▶ _抽出テキスト_:
_____

塗炭の苦しみ
ー奥さん、救急外来に行く
いつも元気な姿を見ている身内が、必死に痛みに堪えているところを見ると、いたたまれない気持ちになる。7日午後、奥さんが急に原因不明の腹痛を訴え、なかなか収まらないので、急ぎ救急外来を訪れた。普段、多少の痛みは大丈夫と言って我慢してしまうだけに、今回は異例だ。診断の結果、腹痛の一因は極度の便秘らしい。そう言えば、このところ、お通じが悪いと言っていた記憶がある。身内が苦しんでいるのに、何もしてやれない歯がゆさ。それに耐えるのは塗炭の苦しみだ。
無力感
病院で対処してもらった結果、奥さんは痛みからだいぶ解放されたようだ。診療が終わった直後は飲み薬の効果が現れておらず、奥さんは痛みが収まらないことにナーバスになっていたが、やがて薬が効きだし、ピーク時に比べ、具合が幾分良くなってきたようだ。表情もだいぶ和らいでいる。
そんな様子に、奥さんが大病を患って手術を受けた2年前のことを思い出した。手術を終え、病室に運ばれるベッドの上で、「ありがとう」と言いながらも、苦しげな表情を浮かべていた奥さん。そのときも、代わってやることもできない無力さを感じ、いたたまれない気持ちだった。
父親も自分の無力感を味あわせてくれた一人だ。手術後、見舞いに行ったときの痛みに耐える姿は、これまで見たことがないほど弱々しかった。3、4年前のことだ。一方、先日手術した母親の場合は、新型コロナウイルス感染症対策で見舞うことができず、そこへの怒りが強かった。
教訓
奥さんの腹痛の一因になった便秘。この症状を甘く見ることなかれ。放っておくと、生命を危険にさらす事態になりかねないものらしい。予防策について説明してくれた看護師によると、水分の摂取と適度な運動が効果があるようだ。確かに、奥さんはあまり水分を摂りたがらない。
汗をかいて化粧が流れたり、トイレに行く頻度が増えたりするのが嫌だとか。その気持ちも決して分からなくもないが、それを蔑ろにすることで、こちらが塗炭の苦しみを味わうのは、どうか御免被りたい。厚生労働省によると、成人が必要とする水分量は1日当たり2.5リットルという。
奥さんはこれを実践するらしい。今回の腹痛が痛い教訓になったようだ。

_____

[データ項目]
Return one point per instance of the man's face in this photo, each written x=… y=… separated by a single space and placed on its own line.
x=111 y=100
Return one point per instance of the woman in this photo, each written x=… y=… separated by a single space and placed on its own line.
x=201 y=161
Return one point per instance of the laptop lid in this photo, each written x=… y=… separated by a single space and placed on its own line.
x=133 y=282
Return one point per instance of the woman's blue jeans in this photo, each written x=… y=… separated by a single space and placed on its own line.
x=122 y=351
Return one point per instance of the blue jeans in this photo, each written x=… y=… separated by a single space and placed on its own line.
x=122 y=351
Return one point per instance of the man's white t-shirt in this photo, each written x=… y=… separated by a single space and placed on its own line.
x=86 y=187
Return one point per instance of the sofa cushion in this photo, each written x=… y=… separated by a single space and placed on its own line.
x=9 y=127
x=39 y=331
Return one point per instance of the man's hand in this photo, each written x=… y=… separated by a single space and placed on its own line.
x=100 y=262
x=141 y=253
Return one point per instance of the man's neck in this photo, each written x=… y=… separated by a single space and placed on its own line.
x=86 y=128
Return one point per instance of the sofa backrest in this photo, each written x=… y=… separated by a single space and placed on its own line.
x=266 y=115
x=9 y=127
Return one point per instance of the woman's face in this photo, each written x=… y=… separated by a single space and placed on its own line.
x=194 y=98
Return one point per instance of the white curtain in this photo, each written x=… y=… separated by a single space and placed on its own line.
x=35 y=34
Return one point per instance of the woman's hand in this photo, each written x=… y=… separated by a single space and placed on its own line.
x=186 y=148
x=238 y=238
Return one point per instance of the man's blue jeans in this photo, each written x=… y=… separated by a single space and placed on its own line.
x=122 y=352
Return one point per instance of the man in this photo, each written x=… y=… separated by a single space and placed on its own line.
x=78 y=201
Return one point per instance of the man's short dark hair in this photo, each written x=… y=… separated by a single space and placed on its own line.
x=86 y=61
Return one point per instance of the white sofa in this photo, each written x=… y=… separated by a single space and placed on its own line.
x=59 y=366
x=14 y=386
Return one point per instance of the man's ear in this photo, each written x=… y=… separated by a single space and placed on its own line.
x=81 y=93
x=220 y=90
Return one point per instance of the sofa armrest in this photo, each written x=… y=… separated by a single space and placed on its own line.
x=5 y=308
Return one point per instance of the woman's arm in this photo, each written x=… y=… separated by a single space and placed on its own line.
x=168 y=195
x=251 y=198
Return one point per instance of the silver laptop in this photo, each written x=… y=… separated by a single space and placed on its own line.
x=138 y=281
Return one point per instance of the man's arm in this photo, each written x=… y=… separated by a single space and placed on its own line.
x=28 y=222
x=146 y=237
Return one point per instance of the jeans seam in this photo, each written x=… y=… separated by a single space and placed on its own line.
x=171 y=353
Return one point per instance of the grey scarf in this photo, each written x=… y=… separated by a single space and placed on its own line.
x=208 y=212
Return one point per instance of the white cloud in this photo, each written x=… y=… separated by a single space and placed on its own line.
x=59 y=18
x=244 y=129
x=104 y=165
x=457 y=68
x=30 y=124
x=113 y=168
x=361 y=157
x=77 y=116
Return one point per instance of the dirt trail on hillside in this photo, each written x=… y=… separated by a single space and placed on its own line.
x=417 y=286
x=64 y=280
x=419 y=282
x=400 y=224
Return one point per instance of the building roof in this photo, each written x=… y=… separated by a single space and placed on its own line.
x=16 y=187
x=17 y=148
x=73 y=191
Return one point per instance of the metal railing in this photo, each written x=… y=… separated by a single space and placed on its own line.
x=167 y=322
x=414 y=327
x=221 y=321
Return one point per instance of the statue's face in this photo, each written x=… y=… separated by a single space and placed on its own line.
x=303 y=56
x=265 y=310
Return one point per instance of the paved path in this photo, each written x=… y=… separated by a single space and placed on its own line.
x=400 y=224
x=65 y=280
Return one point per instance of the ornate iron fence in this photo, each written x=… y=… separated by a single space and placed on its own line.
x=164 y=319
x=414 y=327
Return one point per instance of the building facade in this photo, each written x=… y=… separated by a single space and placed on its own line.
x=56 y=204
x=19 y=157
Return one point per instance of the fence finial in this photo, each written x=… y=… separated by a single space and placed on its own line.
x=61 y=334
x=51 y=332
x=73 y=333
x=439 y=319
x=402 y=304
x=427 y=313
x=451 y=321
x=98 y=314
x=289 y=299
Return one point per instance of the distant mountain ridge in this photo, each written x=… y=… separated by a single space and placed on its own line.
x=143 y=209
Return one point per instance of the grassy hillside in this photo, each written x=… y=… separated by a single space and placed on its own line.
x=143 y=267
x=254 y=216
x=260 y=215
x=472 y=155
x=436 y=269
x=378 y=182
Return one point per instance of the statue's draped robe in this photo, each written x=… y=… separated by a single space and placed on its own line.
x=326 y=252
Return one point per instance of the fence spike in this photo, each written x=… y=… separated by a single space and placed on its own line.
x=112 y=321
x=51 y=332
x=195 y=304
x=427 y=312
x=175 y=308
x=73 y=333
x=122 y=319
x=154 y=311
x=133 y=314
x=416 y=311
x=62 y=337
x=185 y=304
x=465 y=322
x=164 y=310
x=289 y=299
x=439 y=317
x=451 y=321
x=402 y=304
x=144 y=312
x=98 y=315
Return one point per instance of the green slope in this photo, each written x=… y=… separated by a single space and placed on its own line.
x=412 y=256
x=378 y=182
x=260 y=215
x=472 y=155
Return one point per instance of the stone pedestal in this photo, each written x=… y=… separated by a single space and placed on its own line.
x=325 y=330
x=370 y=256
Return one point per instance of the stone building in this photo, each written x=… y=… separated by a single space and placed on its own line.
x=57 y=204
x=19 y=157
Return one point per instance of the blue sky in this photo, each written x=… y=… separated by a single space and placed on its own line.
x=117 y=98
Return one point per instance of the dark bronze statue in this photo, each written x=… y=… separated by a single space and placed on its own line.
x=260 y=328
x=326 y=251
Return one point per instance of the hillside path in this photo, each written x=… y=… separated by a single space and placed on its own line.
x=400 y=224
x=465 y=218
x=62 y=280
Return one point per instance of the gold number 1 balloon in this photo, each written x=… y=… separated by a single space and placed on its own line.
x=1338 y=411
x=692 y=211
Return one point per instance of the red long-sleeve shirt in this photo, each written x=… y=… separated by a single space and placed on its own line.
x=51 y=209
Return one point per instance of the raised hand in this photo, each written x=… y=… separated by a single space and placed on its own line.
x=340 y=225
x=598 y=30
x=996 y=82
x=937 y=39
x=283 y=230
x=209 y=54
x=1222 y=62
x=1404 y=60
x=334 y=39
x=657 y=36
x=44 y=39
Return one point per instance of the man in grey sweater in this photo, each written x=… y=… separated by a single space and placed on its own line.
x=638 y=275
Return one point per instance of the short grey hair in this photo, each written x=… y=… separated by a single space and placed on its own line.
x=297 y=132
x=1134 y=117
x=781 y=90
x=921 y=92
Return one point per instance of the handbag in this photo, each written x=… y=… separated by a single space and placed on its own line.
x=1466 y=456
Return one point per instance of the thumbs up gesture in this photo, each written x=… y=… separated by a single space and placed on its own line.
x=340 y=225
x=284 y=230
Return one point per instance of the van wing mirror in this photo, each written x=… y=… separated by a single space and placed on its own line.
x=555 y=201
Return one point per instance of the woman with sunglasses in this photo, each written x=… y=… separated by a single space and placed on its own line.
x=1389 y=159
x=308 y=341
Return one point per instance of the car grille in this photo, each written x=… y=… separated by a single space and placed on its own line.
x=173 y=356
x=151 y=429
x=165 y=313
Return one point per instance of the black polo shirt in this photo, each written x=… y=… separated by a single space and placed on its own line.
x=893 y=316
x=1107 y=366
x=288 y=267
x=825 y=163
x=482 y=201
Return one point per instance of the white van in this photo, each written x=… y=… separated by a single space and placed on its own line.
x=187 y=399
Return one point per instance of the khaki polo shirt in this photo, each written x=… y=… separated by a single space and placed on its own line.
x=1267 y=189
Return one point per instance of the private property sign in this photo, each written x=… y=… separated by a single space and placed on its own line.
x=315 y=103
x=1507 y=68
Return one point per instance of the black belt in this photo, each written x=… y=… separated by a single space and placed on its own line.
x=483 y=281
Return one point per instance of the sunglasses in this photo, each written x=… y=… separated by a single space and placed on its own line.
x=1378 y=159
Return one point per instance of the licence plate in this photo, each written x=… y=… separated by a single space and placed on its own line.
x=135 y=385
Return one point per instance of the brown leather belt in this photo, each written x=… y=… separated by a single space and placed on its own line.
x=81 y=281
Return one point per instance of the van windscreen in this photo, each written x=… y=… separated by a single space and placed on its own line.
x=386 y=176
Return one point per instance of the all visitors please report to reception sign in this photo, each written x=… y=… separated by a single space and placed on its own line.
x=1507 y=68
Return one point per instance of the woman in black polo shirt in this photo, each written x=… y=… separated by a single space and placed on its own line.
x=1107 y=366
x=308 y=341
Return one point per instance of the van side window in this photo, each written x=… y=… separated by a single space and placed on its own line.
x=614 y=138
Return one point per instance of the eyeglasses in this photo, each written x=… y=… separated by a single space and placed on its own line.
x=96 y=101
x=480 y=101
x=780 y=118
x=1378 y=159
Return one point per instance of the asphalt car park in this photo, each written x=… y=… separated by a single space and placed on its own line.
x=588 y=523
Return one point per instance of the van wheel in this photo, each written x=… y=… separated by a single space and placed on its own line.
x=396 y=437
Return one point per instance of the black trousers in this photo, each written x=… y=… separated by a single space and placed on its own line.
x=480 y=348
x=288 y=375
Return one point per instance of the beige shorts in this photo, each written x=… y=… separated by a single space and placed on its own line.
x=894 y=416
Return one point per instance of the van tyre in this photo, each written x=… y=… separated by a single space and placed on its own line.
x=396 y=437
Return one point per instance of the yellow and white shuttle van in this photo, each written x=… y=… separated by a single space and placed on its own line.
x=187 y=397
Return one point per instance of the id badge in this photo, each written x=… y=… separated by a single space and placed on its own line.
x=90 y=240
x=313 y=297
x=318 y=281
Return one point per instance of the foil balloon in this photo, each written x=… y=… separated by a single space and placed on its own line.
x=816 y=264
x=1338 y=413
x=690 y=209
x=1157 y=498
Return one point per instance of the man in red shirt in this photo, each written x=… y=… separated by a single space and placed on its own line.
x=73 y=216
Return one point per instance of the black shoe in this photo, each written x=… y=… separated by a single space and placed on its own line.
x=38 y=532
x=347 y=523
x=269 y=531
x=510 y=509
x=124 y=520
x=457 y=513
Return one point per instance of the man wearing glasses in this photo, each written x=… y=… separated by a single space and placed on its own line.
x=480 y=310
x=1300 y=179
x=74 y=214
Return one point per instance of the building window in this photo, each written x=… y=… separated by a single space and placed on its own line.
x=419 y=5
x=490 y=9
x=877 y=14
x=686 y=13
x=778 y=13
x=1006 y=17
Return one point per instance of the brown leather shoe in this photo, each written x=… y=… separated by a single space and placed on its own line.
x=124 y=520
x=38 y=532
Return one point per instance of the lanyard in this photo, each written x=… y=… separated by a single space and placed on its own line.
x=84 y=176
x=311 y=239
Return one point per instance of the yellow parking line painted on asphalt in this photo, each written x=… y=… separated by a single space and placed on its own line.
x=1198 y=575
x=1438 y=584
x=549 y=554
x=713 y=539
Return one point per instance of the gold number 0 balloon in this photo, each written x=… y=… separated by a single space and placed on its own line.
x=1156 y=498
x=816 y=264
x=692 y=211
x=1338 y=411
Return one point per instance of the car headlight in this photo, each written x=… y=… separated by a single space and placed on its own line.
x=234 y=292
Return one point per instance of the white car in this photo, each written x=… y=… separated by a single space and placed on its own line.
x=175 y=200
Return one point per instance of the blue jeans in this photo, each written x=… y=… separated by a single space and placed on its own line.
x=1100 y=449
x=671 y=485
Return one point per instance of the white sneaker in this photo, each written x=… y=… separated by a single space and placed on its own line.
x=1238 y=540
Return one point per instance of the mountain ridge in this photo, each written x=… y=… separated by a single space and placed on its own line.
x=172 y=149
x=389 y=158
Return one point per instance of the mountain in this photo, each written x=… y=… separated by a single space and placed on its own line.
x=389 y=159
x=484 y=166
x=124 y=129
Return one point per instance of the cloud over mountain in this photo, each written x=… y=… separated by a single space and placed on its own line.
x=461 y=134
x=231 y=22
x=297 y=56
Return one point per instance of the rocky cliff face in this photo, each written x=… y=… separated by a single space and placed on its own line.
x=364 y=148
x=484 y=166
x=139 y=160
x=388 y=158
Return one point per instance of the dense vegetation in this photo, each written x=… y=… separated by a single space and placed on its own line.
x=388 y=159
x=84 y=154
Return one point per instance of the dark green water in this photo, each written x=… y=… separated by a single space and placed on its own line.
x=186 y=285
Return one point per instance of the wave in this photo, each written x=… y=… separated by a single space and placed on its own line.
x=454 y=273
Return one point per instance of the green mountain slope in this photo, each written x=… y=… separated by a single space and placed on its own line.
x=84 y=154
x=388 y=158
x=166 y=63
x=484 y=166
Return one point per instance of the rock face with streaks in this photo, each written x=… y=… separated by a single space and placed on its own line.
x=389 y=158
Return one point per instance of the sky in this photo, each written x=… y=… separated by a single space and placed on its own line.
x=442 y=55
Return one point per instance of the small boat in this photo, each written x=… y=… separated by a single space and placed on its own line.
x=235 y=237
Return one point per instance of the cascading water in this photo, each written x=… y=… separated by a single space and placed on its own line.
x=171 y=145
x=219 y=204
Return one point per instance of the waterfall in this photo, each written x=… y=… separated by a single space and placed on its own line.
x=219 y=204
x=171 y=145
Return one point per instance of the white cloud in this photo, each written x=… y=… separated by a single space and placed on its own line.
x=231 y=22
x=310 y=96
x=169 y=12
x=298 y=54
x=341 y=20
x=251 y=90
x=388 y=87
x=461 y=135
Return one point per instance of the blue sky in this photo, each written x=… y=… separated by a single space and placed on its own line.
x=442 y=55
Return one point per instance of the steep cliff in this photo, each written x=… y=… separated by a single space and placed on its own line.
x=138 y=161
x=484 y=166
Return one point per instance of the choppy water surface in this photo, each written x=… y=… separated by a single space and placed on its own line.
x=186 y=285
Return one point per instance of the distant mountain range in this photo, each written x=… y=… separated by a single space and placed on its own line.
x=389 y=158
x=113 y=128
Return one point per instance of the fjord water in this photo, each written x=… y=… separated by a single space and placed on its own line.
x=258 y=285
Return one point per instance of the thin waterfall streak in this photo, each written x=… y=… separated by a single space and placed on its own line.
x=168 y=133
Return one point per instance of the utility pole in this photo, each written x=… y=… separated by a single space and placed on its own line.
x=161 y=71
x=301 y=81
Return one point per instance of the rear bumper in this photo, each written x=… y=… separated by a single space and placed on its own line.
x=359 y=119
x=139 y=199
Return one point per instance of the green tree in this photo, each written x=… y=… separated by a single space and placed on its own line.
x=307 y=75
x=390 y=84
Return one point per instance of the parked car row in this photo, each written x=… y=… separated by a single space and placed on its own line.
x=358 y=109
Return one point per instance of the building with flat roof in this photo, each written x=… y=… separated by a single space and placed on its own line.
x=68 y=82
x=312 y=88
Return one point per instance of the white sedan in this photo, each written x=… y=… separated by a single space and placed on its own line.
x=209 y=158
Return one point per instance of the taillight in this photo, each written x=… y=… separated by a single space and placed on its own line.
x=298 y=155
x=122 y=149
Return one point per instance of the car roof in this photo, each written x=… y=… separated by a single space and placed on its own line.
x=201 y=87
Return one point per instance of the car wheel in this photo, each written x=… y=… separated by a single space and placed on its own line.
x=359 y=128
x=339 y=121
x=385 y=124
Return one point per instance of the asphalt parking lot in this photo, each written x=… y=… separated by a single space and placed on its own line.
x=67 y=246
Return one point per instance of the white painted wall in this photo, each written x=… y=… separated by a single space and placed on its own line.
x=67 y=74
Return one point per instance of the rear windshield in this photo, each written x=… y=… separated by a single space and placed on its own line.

_____

▶ _練習課題_:
[1] 抽出テキストによると、看護師は便秘の予防策として何が効果があると説明しましたか？
[2] 抽出テキストの「そんな様子に、奥さんが大病を」から「奥さんはこれを実践するらしい。今回の腹痛が痛い教訓になったようだ。」までを、一字一句違えずに書き写してください。
これらの行は使わなくてかまいません。

▶ _課題の結果_:
[1] 水分の摂取と適度な運動です。

[2]
そんな様子に、奥さんが大病を患って手術を受けた2年前のことを思い出した。手術を終え、病室に運ばれるベッドの上で、「ありがとう」と言いながらも、苦しげな表情を浮かべていた奥さん。そのときも、代わってやることもできない無力さを感じ、いたたまれない気持ちだった。
父親も自分の無力感を味あわせてくれた一人だ。手術後、見舞いに行ったときの痛みに耐える姿は、これまで見たことがないほど弱々しかった。3、4年前のことだ。一方、先日手術した母親の場合は、新型コロナウイルス感染症対策で見舞うことができず、そこへの怒りが強かった。
教訓
奥さんの腹痛の一因になった便秘。この症状を甘く見ることなかれ。放っておくと、生命を危険にさらす事態になりかねないものらしい。予防策について説明してくれた看護師によると、水分の摂取と適度な運動が効果があるようだ。確かに、奥さんはあまり水分を摂りたがらない。
汗をかいて化粧が流れたり、トイレに行く頻度が増えたりするのが嫌だとか。その気持ちも決して分からなくもないが、それを蔑ろにすることで、こちらが塗炭の苦しみを味わうのは、どうか御免被りたい。厚生労働省によると、成人が必要とする水分量は1日当たり2.5リットルという。
奥さんはこれを実践するらしい。今回の腹痛が痛い教訓になったようだ。